◆ Extracted text
# # # # #
Hurling Rubble at the Moon

by Avaes Mohammad

The Times | ★★★★

Although billed as companion pieces and with separate directors,Hurling Rubble at the Sun and Hurling Rubble at the Moon flow as a single two-act play — don’t see one without the other. Set in Blackburn after 9/11, the story follows T, the son of an imam, and Skef, the son of an English Defence League thug. T begins as a kid smoking weed and listening to Tupac and ends by blowing himself up on 7/7; Skef begins as a kid smoking weed and stealing shopping trolleys and ends as a BNP monster.

Nationalism, multiculturalism, terrorism, the future of the human race: all relevant and vital, yet the Bradford-born playwright Avaes Mohammad is too elegant and humorous to make a meal of it. He takes this gnashing subject and releases it into the minutiae of the everyday, sets it on sofas of suburban living rooms and front seats of Vauxhall Corsas. It is in essence a story of two boys whose loneliness becomes toxic.

The directors Rod Dixon and Jez Bond are equally deft with detail. While the characters are cartoonish enough to feel instantly familiar, their pull is in their domesticity: they fiddle with TV remotes and eat cucumbers, exasperate and enjoy each other with close-breathing intimacy. Dixon’s Hurling Rubble at the Sun provides the most arresting moment, which is no more than a mother feeding rice to her son.

Bharti Patel is excellent as that mother, while Ragevan Vasan as T and Jim English as Skef also stand out, alongside Dinita Gohil as the adorable Major. The final scene is not altogether successful: pregnancy acting — huffing and waddling and the excessive stroking of a strap-on belly — always risks resumption of disbelief. Nonetheless it manages to be claustrophobic and appalling enough for the Park’s sharp urban audience to leave the theatre rattled.
# # # # #
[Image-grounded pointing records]

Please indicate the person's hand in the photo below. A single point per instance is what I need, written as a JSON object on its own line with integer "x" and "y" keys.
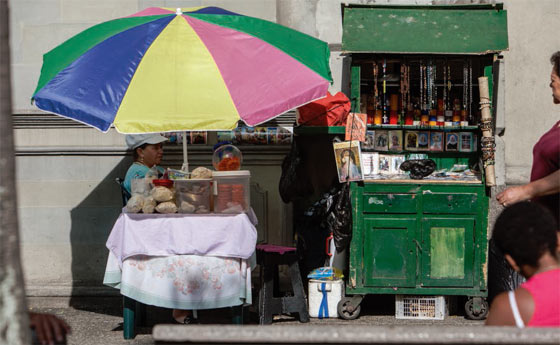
{"x": 48, "y": 328}
{"x": 512, "y": 195}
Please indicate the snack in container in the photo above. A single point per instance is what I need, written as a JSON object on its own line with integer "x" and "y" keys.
{"x": 149, "y": 205}
{"x": 201, "y": 172}
{"x": 135, "y": 203}
{"x": 193, "y": 196}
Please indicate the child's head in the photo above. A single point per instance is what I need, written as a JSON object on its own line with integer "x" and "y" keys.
{"x": 526, "y": 231}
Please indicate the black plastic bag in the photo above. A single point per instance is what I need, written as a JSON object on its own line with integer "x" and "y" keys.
{"x": 339, "y": 218}
{"x": 419, "y": 168}
{"x": 294, "y": 183}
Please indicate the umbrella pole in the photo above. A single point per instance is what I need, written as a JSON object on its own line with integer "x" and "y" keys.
{"x": 185, "y": 166}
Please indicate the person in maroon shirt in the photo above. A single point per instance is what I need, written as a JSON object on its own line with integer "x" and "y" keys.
{"x": 544, "y": 187}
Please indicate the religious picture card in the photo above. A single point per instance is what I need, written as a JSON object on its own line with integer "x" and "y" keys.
{"x": 423, "y": 141}
{"x": 475, "y": 142}
{"x": 272, "y": 135}
{"x": 356, "y": 124}
{"x": 381, "y": 141}
{"x": 395, "y": 140}
{"x": 436, "y": 141}
{"x": 369, "y": 144}
{"x": 348, "y": 161}
{"x": 466, "y": 142}
{"x": 284, "y": 135}
{"x": 384, "y": 164}
{"x": 370, "y": 163}
{"x": 411, "y": 140}
{"x": 198, "y": 138}
{"x": 396, "y": 161}
{"x": 451, "y": 141}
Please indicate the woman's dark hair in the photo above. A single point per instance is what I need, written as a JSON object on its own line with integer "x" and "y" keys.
{"x": 555, "y": 61}
{"x": 526, "y": 231}
{"x": 135, "y": 153}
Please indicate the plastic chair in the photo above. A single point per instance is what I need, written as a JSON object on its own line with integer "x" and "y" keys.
{"x": 269, "y": 257}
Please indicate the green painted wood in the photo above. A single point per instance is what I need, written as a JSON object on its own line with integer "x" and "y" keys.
{"x": 129, "y": 325}
{"x": 430, "y": 30}
{"x": 355, "y": 269}
{"x": 389, "y": 202}
{"x": 461, "y": 203}
{"x": 389, "y": 252}
{"x": 362, "y": 273}
{"x": 451, "y": 291}
{"x": 355, "y": 82}
{"x": 318, "y": 130}
{"x": 447, "y": 262}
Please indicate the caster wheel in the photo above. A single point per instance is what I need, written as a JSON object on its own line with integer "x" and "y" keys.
{"x": 346, "y": 310}
{"x": 471, "y": 314}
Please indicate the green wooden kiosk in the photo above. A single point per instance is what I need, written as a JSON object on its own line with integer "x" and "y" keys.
{"x": 420, "y": 237}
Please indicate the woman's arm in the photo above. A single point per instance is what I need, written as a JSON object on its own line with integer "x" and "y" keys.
{"x": 547, "y": 185}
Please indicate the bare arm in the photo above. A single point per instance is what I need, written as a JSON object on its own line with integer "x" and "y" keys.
{"x": 547, "y": 185}
{"x": 501, "y": 314}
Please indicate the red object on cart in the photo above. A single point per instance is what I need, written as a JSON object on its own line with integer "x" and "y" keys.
{"x": 327, "y": 111}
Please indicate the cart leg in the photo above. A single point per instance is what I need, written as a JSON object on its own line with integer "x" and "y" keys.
{"x": 140, "y": 314}
{"x": 476, "y": 308}
{"x": 129, "y": 306}
{"x": 237, "y": 315}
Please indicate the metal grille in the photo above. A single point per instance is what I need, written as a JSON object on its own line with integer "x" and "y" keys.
{"x": 420, "y": 307}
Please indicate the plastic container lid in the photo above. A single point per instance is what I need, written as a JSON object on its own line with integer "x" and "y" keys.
{"x": 234, "y": 173}
{"x": 162, "y": 182}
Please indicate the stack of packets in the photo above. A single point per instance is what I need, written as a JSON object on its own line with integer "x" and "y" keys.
{"x": 326, "y": 273}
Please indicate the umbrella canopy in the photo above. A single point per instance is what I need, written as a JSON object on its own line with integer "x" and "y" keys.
{"x": 163, "y": 70}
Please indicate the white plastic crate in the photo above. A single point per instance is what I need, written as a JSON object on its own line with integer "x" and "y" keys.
{"x": 421, "y": 307}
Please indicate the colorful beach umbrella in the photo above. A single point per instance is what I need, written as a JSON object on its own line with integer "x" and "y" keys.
{"x": 163, "y": 70}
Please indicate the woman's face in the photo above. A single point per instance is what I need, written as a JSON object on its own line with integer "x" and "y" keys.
{"x": 555, "y": 86}
{"x": 151, "y": 155}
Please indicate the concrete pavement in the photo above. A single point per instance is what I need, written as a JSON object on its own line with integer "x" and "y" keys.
{"x": 98, "y": 320}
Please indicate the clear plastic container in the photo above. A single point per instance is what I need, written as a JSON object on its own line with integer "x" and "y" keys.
{"x": 193, "y": 196}
{"x": 140, "y": 186}
{"x": 231, "y": 191}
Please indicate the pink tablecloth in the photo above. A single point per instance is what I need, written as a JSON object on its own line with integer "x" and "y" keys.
{"x": 232, "y": 236}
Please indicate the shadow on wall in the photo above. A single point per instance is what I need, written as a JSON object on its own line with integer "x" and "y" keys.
{"x": 92, "y": 221}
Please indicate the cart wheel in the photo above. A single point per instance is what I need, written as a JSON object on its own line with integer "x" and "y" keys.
{"x": 346, "y": 310}
{"x": 480, "y": 315}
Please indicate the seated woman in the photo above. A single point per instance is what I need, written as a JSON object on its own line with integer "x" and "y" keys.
# # # # #
◆ Task instructions
- 1) Reproduce the part of the review of Hurling Rubble at the Moon between "The directors Rod" and "to her son.", inclusive.
- 2) For each statement below, say whether it agrees with the review of Hurling Rubble at the Moon, answering yes or no and quoting the deciding words from the review: (a) The playwright was born in Bradford. (b) The two companion pieces were staged by a single director. (c) The reviewer judges the final scene to be fully successful.

◆ List of solutions
- 1)
The directors Rod Dixon and Jez Bond are equally deft with detail. While the characters are cartoonish enough to feel instantly familiar, their pull is in their domesticity: they fiddle with TV remotes and eat cucumbers, exasperate and enjoy each other with close-breathing intimacy. Dixon’s Hurling Rubble at the Sun provides the most arresting moment, which is no more than a mother feeding rice to her son.

- 2)
(a) Yes: "the Bradford-born playwright Avaes Mohammad"
(b) No: "with separate directors"
(c) No: "The final scene is not altogether successful"